#### [Problem description]
Write out the material exactly, with the pictures left out.

[Stored data entries]
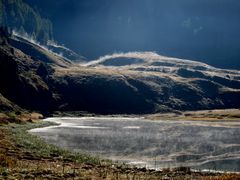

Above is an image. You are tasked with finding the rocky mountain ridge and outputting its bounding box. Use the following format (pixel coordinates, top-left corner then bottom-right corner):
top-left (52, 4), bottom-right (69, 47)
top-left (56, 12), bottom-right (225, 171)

top-left (0, 28), bottom-right (240, 114)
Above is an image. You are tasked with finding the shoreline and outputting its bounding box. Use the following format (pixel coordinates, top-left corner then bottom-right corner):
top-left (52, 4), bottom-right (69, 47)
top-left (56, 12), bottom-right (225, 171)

top-left (0, 109), bottom-right (240, 180)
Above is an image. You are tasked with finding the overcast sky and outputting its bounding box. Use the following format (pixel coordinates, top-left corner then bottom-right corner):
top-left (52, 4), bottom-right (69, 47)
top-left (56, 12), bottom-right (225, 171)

#### [Full solution]
Above is an image. You are tasked with finding the rocky mountain ridge and outputting its bounding box. Use the following format (pixel coordinates, top-left corner then bottom-right corner):
top-left (52, 4), bottom-right (69, 47)
top-left (56, 12), bottom-right (225, 171)

top-left (0, 28), bottom-right (240, 114)
Above is an image. You are tasked with finding the shoreline and outputting its bounding box. Use the following format (pixel coordinates, top-left corner then bottom-right corner):
top-left (52, 4), bottom-right (69, 47)
top-left (56, 12), bottom-right (225, 171)

top-left (0, 109), bottom-right (240, 180)
Above is an image. You are tasked with finding the overcast sky and outputting its bounding box. Use the following format (pixel coordinates, top-left corner then bottom-right corner):
top-left (52, 4), bottom-right (69, 47)
top-left (56, 12), bottom-right (225, 171)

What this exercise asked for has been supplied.